(Stored items from a collection)
•••

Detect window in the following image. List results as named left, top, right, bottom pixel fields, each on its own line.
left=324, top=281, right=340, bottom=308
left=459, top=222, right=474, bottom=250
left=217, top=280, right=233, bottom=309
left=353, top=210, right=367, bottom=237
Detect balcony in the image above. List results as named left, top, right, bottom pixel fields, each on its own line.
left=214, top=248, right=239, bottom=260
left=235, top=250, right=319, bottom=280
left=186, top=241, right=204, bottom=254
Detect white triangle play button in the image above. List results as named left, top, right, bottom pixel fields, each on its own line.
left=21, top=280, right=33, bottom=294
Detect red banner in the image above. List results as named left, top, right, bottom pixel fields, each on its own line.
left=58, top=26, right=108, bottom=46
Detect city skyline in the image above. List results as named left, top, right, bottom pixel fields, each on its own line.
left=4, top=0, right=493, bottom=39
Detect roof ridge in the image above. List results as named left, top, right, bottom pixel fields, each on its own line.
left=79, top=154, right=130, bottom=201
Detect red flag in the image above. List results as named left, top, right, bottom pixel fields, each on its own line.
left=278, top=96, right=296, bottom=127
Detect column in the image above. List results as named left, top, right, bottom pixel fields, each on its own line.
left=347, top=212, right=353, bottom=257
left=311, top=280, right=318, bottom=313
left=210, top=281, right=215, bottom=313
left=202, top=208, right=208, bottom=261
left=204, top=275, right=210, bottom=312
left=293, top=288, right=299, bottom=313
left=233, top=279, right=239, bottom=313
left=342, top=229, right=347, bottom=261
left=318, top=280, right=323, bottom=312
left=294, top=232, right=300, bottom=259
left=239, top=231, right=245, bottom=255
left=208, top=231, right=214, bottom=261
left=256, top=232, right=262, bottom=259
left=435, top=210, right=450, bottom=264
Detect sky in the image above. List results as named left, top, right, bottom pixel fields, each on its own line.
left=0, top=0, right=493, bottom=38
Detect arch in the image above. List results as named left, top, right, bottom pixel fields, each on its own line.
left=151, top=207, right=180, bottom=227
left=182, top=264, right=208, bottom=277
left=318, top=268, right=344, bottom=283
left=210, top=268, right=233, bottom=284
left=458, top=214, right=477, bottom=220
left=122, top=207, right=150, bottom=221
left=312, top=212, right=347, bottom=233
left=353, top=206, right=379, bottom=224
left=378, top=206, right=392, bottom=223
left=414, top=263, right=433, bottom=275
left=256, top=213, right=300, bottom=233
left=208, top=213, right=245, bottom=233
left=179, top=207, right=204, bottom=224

•••

Could you recast all of the rows above as a JSON list of strings, one string per line, leaving out any blank lines?

**Result:**
[
  "Detect window in the following image. List results as named left, top, right, bottom pixel fields, each on its own line.",
  "left=324, top=281, right=340, bottom=308",
  "left=459, top=222, right=474, bottom=250",
  "left=217, top=280, right=233, bottom=309",
  "left=353, top=210, right=367, bottom=237",
  "Detect balcony in the image above. List results as named left, top, right, bottom pixel fields, each on its own line.",
  "left=214, top=248, right=239, bottom=260",
  "left=235, top=250, right=319, bottom=280",
  "left=186, top=241, right=204, bottom=254",
  "Detect white triangle play button in the image above. List results as named left, top, right, bottom pixel fields, each on its own line.",
  "left=21, top=280, right=33, bottom=294",
  "Detect red banner in the image above. List results as named left, top, right, bottom pixel fields, each on its own line.",
  "left=58, top=26, right=108, bottom=46",
  "Detect city skyline in the image above. List results as named left, top, right, bottom pixel fields, each on its own line.",
  "left=4, top=0, right=493, bottom=39",
  "Detect roof ridge in the image above. List results as named left, top, right, bottom pixel fields, each on its own line.",
  "left=79, top=154, right=130, bottom=201",
  "Detect red flag in the image above. List results as named left, top, right, bottom pixel fields, each on its own line.",
  "left=278, top=96, right=296, bottom=127",
  "Detect column in the image above. List results as named left, top, right, bottom pixel fields, each on its own line.",
  "left=347, top=212, right=353, bottom=257",
  "left=311, top=280, right=318, bottom=313",
  "left=210, top=281, right=215, bottom=313",
  "left=202, top=208, right=208, bottom=261",
  "left=204, top=275, right=210, bottom=312",
  "left=293, top=288, right=299, bottom=313",
  "left=233, top=279, right=239, bottom=313",
  "left=342, top=229, right=347, bottom=261",
  "left=318, top=280, right=323, bottom=312",
  "left=294, top=232, right=300, bottom=259",
  "left=239, top=231, right=245, bottom=255",
  "left=208, top=231, right=214, bottom=261",
  "left=256, top=232, right=262, bottom=259",
  "left=435, top=210, right=450, bottom=264",
  "Detect sky in the image above. List results as named left, top, right, bottom pixel fields, each on its own line.",
  "left=0, top=0, right=493, bottom=38",
  "Detect arch in the image above. List results as named left, top, right, bottom pixel fields, each on its own line.",
  "left=151, top=207, right=180, bottom=227",
  "left=182, top=264, right=208, bottom=277",
  "left=318, top=268, right=344, bottom=283",
  "left=210, top=268, right=233, bottom=284",
  "left=458, top=214, right=477, bottom=220",
  "left=122, top=207, right=150, bottom=221",
  "left=312, top=212, right=347, bottom=233",
  "left=353, top=206, right=379, bottom=224",
  "left=378, top=206, right=392, bottom=223",
  "left=414, top=263, right=433, bottom=275",
  "left=256, top=213, right=300, bottom=233",
  "left=208, top=213, right=245, bottom=233",
  "left=179, top=207, right=204, bottom=224"
]